TEXT SEGMENT:

start

Scott Christopher Proctor (born January 2, 1977) is an American former professional baseball pitcher. He played in Major League Baseball (MLB) between 2004 and 2011 for the New York Yankees, Los Angeles Dodgers, and Atlanta Braves. In 2012, he played for the Doosan Bears of the KBO League.

Baseball career

Amateur career
Proctor was drafted in the 17th round of the 1995 Major League Baseball draft by the New York Mets out of Martin County High School, but decided to attend Florida State University, where he played for the Florida State Seminoles baseball team under head coach Mike Martin. He was 10–2 in 60 career games for Florida State. In 1996, he played collegiate summer baseball for the Orleans Cardinals of the Cape Cod Baseball League, returned to the league in 1997 and 1998 to play with the Hyannis Mets, and was named a league all-star in 1997.

Minor leagues
In 1998, Proctor was drafted in the fifth round by the Los Angeles Dodgers and assigned to the Yakima Bears to start his professional career. He played for the Vero Beach Dodgers (2000–2001), Jacksonville Suns (2001–2003) and Las Vegas 51s (2003).

New York Yankees
On July 31, 2003, Proctor was traded to the New York Yankees with Bubba Crosby for Robin Ventura. The Yankees assigned him to the Triple-A Columbus Clippers. Proctor made his Major League Baseball debut for the Yankees on April 20, 2004 against the Chicago White Sox, working  innings in relief and allowing 2 earned runs.

Throughout the course of his first season, he appeared in 26 games, pitched 25 innings, finished 12 games, and posted a 2–1 record and a 5.40 ERA with 21 strikeouts. He finished the 2005 season with a 6.04 ERA and a 1–0 record.

end

WHAT IS NEEDED: Duplicate everything in the baseball career text from "Minor leagues" down to "a 1–0 record.".

GIVEN DATA:
start

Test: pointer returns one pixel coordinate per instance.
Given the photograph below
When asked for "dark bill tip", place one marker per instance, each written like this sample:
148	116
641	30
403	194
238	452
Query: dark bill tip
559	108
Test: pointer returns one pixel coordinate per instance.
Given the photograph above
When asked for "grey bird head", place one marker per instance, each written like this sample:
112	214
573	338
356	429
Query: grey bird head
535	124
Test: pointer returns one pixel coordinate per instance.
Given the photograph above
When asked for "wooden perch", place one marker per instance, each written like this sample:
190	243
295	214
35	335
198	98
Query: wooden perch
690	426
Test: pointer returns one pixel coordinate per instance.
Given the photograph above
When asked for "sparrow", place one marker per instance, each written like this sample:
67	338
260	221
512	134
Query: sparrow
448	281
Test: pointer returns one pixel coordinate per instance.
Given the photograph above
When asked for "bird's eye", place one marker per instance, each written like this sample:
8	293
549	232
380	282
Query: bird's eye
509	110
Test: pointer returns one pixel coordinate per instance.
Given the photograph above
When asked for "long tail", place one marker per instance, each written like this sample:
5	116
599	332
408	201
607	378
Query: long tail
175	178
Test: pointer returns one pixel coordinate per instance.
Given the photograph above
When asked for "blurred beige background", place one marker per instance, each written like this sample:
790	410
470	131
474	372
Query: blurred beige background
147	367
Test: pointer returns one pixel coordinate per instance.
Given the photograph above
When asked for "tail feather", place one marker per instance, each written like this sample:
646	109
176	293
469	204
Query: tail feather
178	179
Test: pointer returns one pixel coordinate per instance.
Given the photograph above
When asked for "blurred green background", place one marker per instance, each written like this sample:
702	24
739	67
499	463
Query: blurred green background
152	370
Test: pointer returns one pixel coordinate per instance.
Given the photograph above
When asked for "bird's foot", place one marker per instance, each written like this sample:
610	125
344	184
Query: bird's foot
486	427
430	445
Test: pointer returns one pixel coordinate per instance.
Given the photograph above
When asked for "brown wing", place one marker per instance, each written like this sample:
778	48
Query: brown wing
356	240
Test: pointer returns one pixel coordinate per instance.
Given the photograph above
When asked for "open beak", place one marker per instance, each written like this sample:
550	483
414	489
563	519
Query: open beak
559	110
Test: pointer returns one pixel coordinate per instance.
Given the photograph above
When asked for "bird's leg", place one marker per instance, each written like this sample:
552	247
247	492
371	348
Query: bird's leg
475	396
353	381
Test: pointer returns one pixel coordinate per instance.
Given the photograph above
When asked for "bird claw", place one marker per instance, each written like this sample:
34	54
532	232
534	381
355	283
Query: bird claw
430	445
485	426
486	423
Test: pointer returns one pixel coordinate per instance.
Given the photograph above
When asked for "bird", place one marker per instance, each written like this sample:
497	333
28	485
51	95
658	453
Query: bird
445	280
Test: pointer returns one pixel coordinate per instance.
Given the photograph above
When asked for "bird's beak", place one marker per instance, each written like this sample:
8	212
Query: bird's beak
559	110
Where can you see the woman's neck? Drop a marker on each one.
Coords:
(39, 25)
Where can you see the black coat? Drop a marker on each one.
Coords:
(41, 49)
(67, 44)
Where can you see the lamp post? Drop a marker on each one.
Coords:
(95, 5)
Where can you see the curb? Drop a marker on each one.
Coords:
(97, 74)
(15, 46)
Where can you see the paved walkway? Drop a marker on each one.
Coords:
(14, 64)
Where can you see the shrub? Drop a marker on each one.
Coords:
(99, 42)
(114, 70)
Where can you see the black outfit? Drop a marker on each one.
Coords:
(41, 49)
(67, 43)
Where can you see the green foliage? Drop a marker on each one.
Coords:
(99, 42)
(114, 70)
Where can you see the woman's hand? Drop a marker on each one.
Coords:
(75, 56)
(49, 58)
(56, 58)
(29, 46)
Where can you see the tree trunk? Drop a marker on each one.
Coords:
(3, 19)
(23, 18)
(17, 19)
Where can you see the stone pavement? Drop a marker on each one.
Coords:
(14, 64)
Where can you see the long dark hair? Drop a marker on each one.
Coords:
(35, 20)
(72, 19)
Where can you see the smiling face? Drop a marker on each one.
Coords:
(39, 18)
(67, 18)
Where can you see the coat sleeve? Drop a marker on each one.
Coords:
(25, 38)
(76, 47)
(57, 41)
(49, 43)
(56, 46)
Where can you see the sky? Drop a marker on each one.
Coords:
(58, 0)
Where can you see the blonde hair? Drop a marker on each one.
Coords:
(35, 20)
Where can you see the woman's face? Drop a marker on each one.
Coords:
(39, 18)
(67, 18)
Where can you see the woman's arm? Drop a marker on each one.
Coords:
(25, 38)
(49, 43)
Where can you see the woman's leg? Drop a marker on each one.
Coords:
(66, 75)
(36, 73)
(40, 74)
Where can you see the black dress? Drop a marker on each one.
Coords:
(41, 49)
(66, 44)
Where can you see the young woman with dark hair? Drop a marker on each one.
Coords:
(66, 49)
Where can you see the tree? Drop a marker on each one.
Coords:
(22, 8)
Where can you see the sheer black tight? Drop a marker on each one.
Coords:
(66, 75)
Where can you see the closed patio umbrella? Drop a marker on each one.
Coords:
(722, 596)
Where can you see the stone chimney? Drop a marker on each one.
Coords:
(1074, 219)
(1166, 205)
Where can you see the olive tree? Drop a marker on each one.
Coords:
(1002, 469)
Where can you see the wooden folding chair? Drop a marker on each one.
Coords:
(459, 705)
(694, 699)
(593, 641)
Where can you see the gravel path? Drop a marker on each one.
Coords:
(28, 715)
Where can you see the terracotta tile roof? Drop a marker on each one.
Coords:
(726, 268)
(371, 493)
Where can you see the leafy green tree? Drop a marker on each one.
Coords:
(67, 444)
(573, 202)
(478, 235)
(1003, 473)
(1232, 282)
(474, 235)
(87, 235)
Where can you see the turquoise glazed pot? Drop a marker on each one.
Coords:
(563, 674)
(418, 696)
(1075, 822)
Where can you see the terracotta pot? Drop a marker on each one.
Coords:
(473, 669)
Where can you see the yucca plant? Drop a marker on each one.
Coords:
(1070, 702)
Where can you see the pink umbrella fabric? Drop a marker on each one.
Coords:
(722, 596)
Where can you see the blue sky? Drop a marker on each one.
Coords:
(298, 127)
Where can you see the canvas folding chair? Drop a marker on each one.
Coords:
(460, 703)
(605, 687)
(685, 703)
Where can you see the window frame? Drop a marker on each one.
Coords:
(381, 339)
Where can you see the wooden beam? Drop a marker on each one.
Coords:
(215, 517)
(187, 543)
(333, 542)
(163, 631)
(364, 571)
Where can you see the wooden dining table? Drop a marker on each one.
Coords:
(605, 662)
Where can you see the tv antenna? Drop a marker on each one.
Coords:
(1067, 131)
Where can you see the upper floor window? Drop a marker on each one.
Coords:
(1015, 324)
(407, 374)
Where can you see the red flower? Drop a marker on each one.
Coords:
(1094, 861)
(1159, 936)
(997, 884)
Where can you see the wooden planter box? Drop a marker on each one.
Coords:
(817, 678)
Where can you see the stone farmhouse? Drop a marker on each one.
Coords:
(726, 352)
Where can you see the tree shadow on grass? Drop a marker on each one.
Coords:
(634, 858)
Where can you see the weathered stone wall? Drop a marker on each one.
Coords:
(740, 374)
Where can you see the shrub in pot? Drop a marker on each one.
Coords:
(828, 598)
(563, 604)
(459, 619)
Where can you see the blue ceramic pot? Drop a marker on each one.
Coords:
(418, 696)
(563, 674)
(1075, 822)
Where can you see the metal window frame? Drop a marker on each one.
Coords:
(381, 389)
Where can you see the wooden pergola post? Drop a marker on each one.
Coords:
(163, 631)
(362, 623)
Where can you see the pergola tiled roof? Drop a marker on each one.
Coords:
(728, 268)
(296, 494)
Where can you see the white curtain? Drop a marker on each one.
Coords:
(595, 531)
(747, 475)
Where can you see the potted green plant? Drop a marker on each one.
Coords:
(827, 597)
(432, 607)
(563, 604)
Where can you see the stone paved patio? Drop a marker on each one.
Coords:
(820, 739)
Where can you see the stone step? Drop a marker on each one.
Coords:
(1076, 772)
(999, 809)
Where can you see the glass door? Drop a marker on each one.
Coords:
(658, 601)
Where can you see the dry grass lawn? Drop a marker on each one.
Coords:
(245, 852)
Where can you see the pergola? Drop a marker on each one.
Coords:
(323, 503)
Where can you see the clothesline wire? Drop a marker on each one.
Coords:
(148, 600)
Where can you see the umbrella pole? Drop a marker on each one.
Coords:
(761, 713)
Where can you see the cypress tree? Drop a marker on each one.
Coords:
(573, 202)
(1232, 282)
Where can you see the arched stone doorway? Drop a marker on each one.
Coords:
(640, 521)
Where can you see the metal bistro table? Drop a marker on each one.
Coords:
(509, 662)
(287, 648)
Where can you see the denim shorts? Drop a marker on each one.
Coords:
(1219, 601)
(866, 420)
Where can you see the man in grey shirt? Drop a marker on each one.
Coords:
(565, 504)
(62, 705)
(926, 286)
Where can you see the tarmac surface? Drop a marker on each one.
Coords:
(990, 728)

end

COMPLETE ANSWER:
Minor leagues
In 1998, Proctor was drafted in the fifth round by the Los Angeles Dodgers and assigned to the Yakima Bears to start his professional career. He played for the Vero Beach Dodgers (2000–2001), Jacksonville Suns (2001–2003) and Las Vegas 51s (2003).

New York Yankees
On July 31, 2003, Proctor was traded to the New York Yankees with Bubba Crosby for Robin Ventura. The Yankees assigned him to the Triple-A Columbus Clippers. Proctor made his Major League Baseball debut for the Yankees on April 20, 2004 against the Chicago White Sox, working  innings in relief and allowing 2 earned runs.

Throughout the course of his first season, he appeared in 26 games, pitched 25 innings, finished 12 games, and posted a 2–1 record and a 5.40 ERA with 21 strikeouts. He finished the 2005 season with a 6.04 ERA and a 1–0 record.